Directions => Everything from the line holding "Provide the location of each instance of the green" through the last line of the listing needs to be repeated exactly, with no other lines.

Materials provided =>
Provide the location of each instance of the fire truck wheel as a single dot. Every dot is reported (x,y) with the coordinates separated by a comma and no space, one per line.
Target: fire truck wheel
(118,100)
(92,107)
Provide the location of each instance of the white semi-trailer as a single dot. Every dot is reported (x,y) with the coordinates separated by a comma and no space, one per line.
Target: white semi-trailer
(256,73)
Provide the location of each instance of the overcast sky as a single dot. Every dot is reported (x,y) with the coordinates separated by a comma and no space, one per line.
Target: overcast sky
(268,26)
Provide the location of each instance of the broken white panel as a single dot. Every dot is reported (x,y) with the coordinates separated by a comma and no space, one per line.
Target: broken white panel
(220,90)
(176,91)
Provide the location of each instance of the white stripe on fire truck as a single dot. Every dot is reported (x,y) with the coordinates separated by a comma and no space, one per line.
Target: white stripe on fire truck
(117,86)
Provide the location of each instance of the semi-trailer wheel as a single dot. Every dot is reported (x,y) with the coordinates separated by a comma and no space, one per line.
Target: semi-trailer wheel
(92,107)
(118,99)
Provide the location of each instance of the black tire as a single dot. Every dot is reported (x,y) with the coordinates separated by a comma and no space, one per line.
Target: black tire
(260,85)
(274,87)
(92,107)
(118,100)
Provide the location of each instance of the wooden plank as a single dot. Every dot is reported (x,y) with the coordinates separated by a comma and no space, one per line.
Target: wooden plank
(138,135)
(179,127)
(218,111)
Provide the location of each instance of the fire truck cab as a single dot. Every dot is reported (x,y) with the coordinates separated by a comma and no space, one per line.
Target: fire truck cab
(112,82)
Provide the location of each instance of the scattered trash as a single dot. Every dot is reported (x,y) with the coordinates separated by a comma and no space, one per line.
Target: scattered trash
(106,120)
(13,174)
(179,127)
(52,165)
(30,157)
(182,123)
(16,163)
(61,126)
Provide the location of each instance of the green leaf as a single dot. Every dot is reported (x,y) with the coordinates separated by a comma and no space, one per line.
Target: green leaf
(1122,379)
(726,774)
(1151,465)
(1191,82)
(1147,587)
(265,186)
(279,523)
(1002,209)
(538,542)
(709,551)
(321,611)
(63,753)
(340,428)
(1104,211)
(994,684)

Solution to this exercise =>
Provide the location of each instance of the green leaf as a single dot. Every dot is reported (x,y) with the coordinates separated by a comma and no space, one per line.
Target: green leaf
(1122,379)
(726,774)
(1151,465)
(1191,82)
(1147,587)
(265,186)
(279,523)
(1002,209)
(538,542)
(709,551)
(321,611)
(63,753)
(340,428)
(1104,211)
(994,684)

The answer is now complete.